### [Set task]
Present the material from its first line through the line containing "167, 189, 191, 199", inclusive, as a Markdown table with the columns Row and Line, one numbered row per line, skipping any blank lines.

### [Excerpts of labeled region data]
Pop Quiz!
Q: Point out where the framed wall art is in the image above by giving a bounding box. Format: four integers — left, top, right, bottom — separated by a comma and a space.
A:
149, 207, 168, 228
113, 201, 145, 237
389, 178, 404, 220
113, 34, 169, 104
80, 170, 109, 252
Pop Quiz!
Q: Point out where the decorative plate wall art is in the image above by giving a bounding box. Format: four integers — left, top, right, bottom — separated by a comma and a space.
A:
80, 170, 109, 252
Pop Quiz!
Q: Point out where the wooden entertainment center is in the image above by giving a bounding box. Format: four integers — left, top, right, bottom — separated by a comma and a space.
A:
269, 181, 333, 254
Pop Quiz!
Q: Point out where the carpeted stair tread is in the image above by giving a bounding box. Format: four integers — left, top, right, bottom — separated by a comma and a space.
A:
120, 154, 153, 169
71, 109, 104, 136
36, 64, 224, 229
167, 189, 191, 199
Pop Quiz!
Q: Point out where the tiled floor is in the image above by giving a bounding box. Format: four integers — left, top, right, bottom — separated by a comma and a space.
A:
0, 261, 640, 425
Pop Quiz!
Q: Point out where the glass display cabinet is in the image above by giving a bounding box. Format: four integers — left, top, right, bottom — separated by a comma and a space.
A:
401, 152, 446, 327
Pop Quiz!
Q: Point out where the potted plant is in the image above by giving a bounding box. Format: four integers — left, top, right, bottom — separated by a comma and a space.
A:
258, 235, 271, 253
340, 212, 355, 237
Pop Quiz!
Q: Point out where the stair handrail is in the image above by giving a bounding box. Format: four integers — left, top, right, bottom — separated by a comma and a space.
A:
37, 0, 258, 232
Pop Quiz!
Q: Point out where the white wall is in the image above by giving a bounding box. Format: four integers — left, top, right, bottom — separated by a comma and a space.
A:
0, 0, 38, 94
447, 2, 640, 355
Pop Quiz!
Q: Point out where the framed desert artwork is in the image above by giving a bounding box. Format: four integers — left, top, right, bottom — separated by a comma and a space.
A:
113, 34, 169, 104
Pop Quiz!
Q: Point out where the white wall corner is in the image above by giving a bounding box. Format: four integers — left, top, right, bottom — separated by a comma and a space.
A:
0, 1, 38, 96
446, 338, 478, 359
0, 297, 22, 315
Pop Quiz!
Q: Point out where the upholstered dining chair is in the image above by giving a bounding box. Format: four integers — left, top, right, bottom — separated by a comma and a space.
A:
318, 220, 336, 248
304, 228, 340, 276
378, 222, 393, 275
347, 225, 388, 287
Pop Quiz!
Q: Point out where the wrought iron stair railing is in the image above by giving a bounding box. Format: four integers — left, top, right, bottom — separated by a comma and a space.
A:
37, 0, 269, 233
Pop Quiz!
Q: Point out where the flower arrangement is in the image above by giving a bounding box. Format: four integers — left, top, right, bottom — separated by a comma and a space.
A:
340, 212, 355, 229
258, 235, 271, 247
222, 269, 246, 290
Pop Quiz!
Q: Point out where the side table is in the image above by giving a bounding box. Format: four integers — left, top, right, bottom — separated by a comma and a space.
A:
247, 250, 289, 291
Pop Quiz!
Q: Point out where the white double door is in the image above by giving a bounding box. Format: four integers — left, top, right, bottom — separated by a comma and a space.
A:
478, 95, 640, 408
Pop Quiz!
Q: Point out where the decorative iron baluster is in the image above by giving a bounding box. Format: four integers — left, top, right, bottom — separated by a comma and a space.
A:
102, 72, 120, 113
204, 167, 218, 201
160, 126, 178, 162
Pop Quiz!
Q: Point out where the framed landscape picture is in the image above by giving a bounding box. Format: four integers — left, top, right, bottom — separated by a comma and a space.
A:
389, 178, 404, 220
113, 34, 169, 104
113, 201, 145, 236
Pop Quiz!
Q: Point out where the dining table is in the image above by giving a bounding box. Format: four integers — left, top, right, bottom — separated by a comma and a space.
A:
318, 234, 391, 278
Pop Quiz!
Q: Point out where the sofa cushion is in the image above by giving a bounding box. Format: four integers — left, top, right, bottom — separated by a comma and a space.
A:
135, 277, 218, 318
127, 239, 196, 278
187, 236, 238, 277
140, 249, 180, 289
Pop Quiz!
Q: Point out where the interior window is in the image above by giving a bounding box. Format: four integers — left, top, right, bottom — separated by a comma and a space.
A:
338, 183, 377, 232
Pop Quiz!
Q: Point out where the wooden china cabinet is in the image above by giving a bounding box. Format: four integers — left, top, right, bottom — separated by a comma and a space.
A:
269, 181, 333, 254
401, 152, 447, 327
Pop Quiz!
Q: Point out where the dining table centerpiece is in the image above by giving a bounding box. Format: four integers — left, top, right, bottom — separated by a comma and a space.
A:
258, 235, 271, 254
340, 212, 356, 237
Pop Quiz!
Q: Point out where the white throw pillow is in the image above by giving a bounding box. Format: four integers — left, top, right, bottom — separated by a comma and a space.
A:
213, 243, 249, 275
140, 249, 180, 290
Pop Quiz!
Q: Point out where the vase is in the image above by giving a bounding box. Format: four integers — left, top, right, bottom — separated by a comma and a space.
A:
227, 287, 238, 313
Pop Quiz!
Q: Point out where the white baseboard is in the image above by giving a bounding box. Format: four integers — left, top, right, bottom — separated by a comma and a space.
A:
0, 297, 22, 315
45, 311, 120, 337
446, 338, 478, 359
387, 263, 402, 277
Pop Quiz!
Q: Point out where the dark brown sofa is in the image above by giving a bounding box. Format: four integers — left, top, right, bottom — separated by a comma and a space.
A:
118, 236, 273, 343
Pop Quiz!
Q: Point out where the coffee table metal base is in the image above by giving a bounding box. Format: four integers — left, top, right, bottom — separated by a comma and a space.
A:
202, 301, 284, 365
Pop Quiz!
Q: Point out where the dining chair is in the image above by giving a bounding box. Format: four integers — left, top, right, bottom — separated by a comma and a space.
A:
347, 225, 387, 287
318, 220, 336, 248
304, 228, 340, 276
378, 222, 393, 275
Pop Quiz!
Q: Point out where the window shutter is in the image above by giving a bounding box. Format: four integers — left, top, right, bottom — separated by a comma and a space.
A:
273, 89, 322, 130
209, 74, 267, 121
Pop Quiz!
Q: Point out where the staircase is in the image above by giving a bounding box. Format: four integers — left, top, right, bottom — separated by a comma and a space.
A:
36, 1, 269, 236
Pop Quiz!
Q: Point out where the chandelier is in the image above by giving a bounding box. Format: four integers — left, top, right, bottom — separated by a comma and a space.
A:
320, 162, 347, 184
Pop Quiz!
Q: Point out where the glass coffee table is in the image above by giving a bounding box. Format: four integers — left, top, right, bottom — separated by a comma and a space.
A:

### [Finished task]
| Row | Line |
|---|---|
| 1 | Pop Quiz! |
| 2 | Q: Point out where the framed wall art is in the image above by giving a bounding box. Format: four integers — left, top, right, bottom — separated by a comma and a space. |
| 3 | A: |
| 4 | 149, 207, 168, 228 |
| 5 | 113, 201, 145, 237 |
| 6 | 389, 178, 404, 220 |
| 7 | 113, 34, 169, 104 |
| 8 | 80, 170, 109, 252 |
| 9 | Pop Quiz! |
| 10 | Q: Point out where the decorative plate wall art is in the image above by giving a bounding box. Format: four integers — left, top, right, bottom — separated by a comma and a space. |
| 11 | A: |
| 12 | 80, 170, 109, 252 |
| 13 | Pop Quiz! |
| 14 | Q: Point out where the wooden entertainment center is in the image above by giving a bounding box. Format: four integers — left, top, right, bottom — separated by a comma and a space. |
| 15 | A: |
| 16 | 269, 181, 333, 254 |
| 17 | Pop Quiz! |
| 18 | Q: Point out where the carpeted stair tread is in the image above by giving a bounding box. Format: four integers — left, top, right, bottom — separated by a comma and a space. |
| 19 | A: |
| 20 | 120, 154, 153, 169 |
| 21 | 71, 109, 104, 136 |
| 22 | 36, 64, 224, 229 |
| 23 | 167, 189, 191, 199 |